**WHAT TO DO**
Can you reproduce the lines of the data from the one holding "the dark jeans" through the end, inclusive, with the labeling requests left as they are and every pixel coordinate in the answers scaled by 2.25 and rounded to a whole number, halves up? Give only those lines.

[Location identification items]
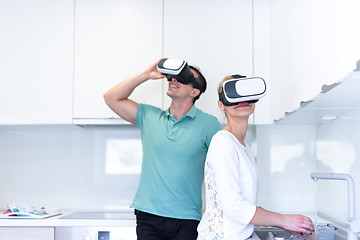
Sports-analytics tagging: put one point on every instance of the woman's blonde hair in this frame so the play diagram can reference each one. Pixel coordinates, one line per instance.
(235, 76)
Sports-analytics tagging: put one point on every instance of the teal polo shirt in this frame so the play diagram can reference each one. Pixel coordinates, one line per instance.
(174, 155)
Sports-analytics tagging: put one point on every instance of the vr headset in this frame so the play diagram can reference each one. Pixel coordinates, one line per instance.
(242, 89)
(178, 69)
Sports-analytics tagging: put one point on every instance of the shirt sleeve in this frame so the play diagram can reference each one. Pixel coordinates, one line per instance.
(224, 160)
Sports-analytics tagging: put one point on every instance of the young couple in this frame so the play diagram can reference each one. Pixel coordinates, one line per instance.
(178, 144)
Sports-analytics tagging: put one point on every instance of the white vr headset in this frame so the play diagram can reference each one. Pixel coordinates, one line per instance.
(178, 69)
(242, 89)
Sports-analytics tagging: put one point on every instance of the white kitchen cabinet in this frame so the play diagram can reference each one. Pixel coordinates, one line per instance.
(216, 36)
(28, 233)
(36, 61)
(312, 43)
(114, 39)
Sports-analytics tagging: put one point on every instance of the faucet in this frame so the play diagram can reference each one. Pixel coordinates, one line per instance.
(353, 224)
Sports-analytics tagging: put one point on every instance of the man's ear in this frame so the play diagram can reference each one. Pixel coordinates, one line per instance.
(221, 106)
(195, 92)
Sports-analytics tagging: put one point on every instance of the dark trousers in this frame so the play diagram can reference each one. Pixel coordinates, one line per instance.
(153, 227)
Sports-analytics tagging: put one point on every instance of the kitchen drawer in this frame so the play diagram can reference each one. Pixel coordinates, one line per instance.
(28, 233)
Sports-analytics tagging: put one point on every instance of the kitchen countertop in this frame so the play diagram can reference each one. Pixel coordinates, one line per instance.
(77, 219)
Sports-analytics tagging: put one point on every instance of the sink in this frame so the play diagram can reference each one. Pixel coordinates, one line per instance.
(327, 232)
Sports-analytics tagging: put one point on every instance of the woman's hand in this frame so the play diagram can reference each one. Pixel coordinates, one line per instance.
(297, 223)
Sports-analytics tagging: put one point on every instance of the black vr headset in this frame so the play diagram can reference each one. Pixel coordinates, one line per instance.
(242, 89)
(178, 69)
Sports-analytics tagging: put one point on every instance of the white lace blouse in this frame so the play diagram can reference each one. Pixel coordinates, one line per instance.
(231, 183)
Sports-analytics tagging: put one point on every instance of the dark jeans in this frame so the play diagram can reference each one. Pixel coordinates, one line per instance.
(153, 227)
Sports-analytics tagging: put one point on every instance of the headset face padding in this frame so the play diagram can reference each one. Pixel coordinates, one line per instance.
(178, 69)
(249, 89)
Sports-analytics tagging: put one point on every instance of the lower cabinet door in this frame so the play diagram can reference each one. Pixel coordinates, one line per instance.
(27, 233)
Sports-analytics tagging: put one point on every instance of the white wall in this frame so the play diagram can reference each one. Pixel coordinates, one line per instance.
(62, 167)
(338, 148)
(286, 157)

**RESULT OF THIS EXERCISE**
Sports-analytics tagging: put one point on every instance of the dark jeans in this frame so the play diagram can reference each one. Pixel coordinates, one line per instance.
(344, 511)
Sports-analytics tagging: put one point on every instance of the headset face padding in this frame so the play diagram can reference each one. Pixel coordinates, one line per instance.
(401, 155)
(560, 200)
Sports-analytics tagging: put one point on every instance of the lower cabinet door in this frame so the play diagram can reference each one. Pixel coordinates, one line per instance.
(61, 524)
Sports-analytics tagging: put one point on every instance of the white wall in this frame so the play diagram can reference each one. Pixel coordinates, one line per instance.
(140, 376)
(761, 333)
(644, 353)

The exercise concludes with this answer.